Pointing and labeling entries
========================================

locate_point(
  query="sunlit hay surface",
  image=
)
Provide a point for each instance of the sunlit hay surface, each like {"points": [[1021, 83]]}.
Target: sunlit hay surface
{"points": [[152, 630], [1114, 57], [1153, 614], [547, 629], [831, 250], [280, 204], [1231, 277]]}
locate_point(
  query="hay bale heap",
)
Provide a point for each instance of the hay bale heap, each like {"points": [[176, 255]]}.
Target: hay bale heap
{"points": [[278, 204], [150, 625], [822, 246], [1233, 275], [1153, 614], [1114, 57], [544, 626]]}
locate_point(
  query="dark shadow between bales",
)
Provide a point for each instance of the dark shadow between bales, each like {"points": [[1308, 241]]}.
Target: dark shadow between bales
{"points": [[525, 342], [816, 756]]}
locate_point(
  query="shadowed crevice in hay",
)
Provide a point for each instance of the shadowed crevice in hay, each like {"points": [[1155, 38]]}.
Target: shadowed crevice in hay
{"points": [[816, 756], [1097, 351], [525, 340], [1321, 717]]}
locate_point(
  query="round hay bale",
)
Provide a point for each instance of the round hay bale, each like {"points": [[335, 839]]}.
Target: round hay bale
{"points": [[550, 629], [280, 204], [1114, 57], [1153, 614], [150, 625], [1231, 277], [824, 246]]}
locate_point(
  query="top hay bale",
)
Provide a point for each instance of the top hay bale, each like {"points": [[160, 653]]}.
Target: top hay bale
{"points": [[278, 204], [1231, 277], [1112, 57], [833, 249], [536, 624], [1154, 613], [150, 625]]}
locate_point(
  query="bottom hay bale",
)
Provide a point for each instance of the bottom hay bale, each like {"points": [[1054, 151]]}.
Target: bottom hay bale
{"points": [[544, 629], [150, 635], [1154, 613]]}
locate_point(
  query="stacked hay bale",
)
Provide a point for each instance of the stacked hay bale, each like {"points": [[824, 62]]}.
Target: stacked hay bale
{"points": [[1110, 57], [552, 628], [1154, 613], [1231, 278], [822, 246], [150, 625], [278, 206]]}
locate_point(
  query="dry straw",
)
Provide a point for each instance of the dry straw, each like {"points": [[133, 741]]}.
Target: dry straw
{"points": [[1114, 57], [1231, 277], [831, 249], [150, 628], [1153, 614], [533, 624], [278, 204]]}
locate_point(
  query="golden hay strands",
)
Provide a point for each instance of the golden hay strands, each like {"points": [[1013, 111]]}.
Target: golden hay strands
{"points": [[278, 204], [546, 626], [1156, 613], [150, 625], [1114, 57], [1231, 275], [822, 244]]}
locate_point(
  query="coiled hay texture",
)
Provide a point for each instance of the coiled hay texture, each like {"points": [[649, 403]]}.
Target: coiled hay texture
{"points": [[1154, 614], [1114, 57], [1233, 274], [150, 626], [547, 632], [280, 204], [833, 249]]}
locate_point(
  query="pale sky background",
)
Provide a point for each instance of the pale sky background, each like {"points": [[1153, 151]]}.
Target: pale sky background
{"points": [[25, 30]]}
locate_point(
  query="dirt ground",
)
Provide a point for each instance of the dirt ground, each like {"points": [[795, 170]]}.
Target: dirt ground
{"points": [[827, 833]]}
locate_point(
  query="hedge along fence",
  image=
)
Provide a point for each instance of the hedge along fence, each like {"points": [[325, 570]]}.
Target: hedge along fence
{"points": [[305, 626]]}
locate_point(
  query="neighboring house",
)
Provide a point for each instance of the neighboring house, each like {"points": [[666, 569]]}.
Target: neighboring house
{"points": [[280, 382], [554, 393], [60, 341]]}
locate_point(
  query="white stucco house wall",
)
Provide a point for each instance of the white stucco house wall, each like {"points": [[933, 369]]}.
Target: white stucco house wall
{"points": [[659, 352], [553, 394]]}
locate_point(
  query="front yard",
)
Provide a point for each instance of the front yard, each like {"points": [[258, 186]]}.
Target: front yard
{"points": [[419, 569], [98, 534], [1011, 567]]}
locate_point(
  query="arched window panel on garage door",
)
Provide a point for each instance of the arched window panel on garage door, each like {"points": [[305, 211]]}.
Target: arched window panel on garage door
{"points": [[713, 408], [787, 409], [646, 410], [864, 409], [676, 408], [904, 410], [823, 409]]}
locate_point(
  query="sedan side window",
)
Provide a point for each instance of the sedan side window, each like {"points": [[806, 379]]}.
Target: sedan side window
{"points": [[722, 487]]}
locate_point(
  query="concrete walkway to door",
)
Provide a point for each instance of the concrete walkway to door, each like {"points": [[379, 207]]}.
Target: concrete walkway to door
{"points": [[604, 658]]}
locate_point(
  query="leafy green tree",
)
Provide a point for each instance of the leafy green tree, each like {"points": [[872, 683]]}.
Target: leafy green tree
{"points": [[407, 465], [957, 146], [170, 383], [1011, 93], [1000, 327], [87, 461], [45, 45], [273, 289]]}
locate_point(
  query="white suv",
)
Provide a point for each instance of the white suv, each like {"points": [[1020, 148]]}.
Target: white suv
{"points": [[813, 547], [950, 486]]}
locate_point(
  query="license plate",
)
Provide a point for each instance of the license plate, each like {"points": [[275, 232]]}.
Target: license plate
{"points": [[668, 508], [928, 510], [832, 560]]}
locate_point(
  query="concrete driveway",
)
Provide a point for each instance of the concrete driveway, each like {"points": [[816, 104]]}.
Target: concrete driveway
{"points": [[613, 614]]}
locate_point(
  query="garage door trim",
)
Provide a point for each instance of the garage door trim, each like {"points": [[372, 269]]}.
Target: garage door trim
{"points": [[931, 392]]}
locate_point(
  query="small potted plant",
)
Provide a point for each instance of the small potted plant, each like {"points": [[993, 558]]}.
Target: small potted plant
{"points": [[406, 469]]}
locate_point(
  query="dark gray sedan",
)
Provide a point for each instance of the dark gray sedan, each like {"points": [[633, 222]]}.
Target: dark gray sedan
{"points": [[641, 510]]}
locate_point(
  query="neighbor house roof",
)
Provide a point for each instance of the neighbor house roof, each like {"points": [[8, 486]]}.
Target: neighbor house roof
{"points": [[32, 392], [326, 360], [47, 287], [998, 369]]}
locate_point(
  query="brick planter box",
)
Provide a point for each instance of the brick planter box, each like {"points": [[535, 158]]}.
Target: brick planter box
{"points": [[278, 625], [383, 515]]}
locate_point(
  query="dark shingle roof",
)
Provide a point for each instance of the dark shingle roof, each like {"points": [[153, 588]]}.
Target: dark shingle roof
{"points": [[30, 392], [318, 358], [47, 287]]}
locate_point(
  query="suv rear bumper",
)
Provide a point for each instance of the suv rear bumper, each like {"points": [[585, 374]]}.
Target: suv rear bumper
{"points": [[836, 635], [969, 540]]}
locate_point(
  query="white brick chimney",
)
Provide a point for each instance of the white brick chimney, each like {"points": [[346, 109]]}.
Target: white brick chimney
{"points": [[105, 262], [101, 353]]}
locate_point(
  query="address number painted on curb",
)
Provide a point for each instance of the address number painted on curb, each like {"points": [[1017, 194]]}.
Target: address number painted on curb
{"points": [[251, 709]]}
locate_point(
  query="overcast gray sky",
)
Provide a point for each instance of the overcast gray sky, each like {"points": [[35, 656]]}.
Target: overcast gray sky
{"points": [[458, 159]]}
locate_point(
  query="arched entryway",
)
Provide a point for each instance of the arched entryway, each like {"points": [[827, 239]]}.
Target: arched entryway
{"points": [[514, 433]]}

========================================

▶ **TASK STATEMENT**: Repeat the entries exactly, all of them.

▶ **FINAL ANSWER**:
locate_point(
  query="sunlit hay surface",
  image=
)
Provide a point for each instance of the sunlit hay surface, each like {"points": [[1021, 83]]}.
Target: sunlit hay surface
{"points": [[152, 630], [1114, 57], [1153, 614], [547, 629], [831, 250], [280, 204], [1231, 277]]}
locate_point(
  query="hay bale heap",
)
Provide a point for each instance of the hay bale heap, each like {"points": [[176, 255]]}.
Target: hay bale heap
{"points": [[278, 204], [150, 625], [822, 246], [1233, 275], [1153, 614], [1114, 57], [544, 626]]}
locate_point(
  query="dark shadow between bales",
)
Provide a point for each instance of the dark shadow between bales, each like {"points": [[1308, 241]]}.
Target: dark shadow between bales
{"points": [[525, 342], [816, 756]]}
locate_point(
  query="shadowed crevice in hay",
)
Provide a point for each instance of the shadowed crevice in hay, each like {"points": [[1155, 38]]}.
Target: shadowed crevice in hay
{"points": [[816, 756], [1097, 351], [525, 340], [1321, 717]]}
locate_point(
  query="round hay bale",
)
Provide a point for each instance of the round hay bale, each like {"points": [[335, 839]]}.
Target: round hay bale
{"points": [[550, 629], [280, 204], [1114, 57], [1153, 614], [150, 625], [1231, 277], [824, 246]]}
locate_point(
  query="top hay bale",
)
Provide a point for each instance of the top hay bale, each like {"points": [[160, 653]]}.
Target: top hay bale
{"points": [[278, 204], [1231, 277], [1112, 57], [833, 249], [536, 624], [1154, 613], [150, 625]]}
locate_point(
  query="bottom hay bale",
)
Provide a point for each instance of the bottom hay bale, each like {"points": [[1054, 151]]}.
Target: bottom hay bale
{"points": [[544, 629], [150, 635], [1154, 613]]}
locate_point(
  query="stacked hay bale",
)
Provide a point for each instance of the stacked hay bale, each like {"points": [[824, 62]]}.
Target: stacked hay bale
{"points": [[1110, 57], [552, 628], [1154, 613], [1231, 278], [822, 246], [150, 625], [278, 206]]}
locate_point(
  query="dry straw",
)
Provide a point for each instance of the dry straw, each like {"points": [[133, 741]]}.
Target: dry straw
{"points": [[1114, 57], [1231, 277], [831, 249], [150, 628], [1153, 614], [533, 624], [278, 204]]}
locate_point(
  query="golden hay strands",
)
Provide a point for each instance of the golden hay strands, each like {"points": [[1013, 111]]}.
Target: golden hay strands
{"points": [[278, 204], [546, 626], [1156, 613], [150, 625], [1114, 57], [1231, 275], [822, 244]]}
locate_point(
  query="coiled hay texture",
)
Provide a point for each instance of the coiled hay texture, each like {"points": [[649, 403]]}.
Target: coiled hay texture
{"points": [[1154, 614], [1114, 57], [1233, 274], [150, 626], [547, 632], [280, 204], [833, 249]]}
locate_point(
  query="pale sky background",
)
Provide a point for each instance of the pale sky background, each like {"points": [[1153, 151]]}.
Target: pale sky background
{"points": [[25, 30]]}
locate_point(
  query="dirt ground",
)
Provide a point for each instance of the dirt ground, each like {"points": [[795, 170]]}.
Target: dirt ground
{"points": [[827, 833]]}
locate_point(
  query="hedge along fence",
  image=
)
Provide a point for each instance of the hedge along fence, each like {"points": [[325, 570]]}.
Target: hedge along fence
{"points": [[305, 626]]}
locate_point(
  query="neighboring house",
)
Provide a point for each instance of the neighboring house, each like {"points": [[666, 569]]}.
Target: neighboring house
{"points": [[280, 382], [554, 393], [60, 341]]}
locate_point(
  query="white stucco house wall",
)
Provide a point for each instance of the white stucco house wall, each like {"points": [[933, 369]]}.
Target: white stucco house wall
{"points": [[659, 352], [553, 394]]}
locate_point(
  query="front yard",
)
Provide a point for each instance of the front yard, each like {"points": [[258, 186]]}.
Target: front yard
{"points": [[419, 569], [98, 534], [1011, 567]]}
locate_point(
  query="arched window panel on garage door",
)
Provide a point for each instance of the arched window panel on garage door, each like {"points": [[305, 211]]}.
Target: arched window panel on garage door
{"points": [[713, 408], [787, 409], [646, 410], [864, 409], [676, 408], [904, 410], [823, 409]]}
locate_point(
  query="sedan side window",
)
Provide a point for each instance of the sedan side window, each like {"points": [[806, 379]]}.
Target: sedan side window
{"points": [[722, 487]]}
locate_point(
  query="concrete walkway to door",
)
Provide a point for each instance of the concrete walkway to door, each like {"points": [[379, 207]]}.
Target: concrete walkway to door
{"points": [[604, 658]]}
locate_point(
  query="leafy green tree",
)
Provide a point for each instance of the leafy green tree, each like {"points": [[872, 683]]}.
Target: leafy green tree
{"points": [[407, 465], [957, 146], [170, 383], [1011, 93], [1000, 327], [87, 461], [45, 45], [273, 289]]}
locate_point(
  query="white suv",
)
Provide a point for each instance of the white suv, each like {"points": [[1020, 148]]}.
Target: white suv
{"points": [[813, 547], [950, 486]]}
locate_point(
  query="license plate",
)
Provide a point for each instance of the license plate, each like {"points": [[275, 232]]}.
Target: license plate
{"points": [[668, 508], [928, 510], [832, 560]]}
locate_point(
  query="concrete driveway",
)
Provide a point for each instance of the concrete driveway, each like {"points": [[816, 104]]}.
Target: concrete driveway
{"points": [[613, 614]]}
locate_point(
  query="garage door trim",
)
Provide a point for each instance of the garage door trim, each like {"points": [[372, 269]]}.
Target: garage door trim
{"points": [[931, 392]]}
locate_point(
  query="small potted plant",
)
Provide a point for each instance of the small potted plant, each like {"points": [[993, 558]]}.
Target: small potted plant
{"points": [[406, 469]]}
locate_point(
  query="dark gray sedan",
)
Provide a point for each instance of the dark gray sedan, each like {"points": [[633, 222]]}.
Target: dark gray sedan
{"points": [[641, 510]]}
locate_point(
  query="neighbor house roof",
)
Provide a point for each instance of the neighbor house roof, each like {"points": [[8, 486]]}.
Target: neighbor house roof
{"points": [[32, 392], [326, 360], [47, 287], [998, 369]]}
locate_point(
  query="brick planter box",
)
Provide a point for each instance of the brick planter box, each like {"points": [[535, 158]]}.
Target: brick planter box
{"points": [[278, 625], [383, 515]]}
locate_point(
  query="dark shingle roof",
)
Provide a point for each instance of the dark shingle roof, each like {"points": [[153, 588]]}.
Target: dark shingle roof
{"points": [[30, 392], [318, 358], [47, 287]]}
locate_point(
  query="suv rear bumper",
)
Provide a point for each instance of the suv rear bumper, each like {"points": [[585, 374]]}.
Target: suv rear bumper
{"points": [[836, 635], [969, 540]]}
locate_point(
  query="white brick chimney",
)
Provide a point for each instance of the white brick chimney, each like {"points": [[346, 109]]}.
Target: white brick chimney
{"points": [[105, 262], [101, 353]]}
locate_point(
  query="address number painted on curb",
)
Provide a point for each instance of the address number painted on curb, each like {"points": [[1017, 194]]}.
Target: address number painted on curb
{"points": [[251, 709]]}
locate_point(
  query="overcast gray sky",
)
Provide a point for each instance of the overcast gray sky, each like {"points": [[35, 656]]}.
Target: overcast gray sky
{"points": [[458, 159]]}
locate_point(
  query="arched entryway",
)
Provide a point for each instance of the arched entryway, each like {"points": [[827, 239]]}.
Target: arched entryway
{"points": [[514, 433]]}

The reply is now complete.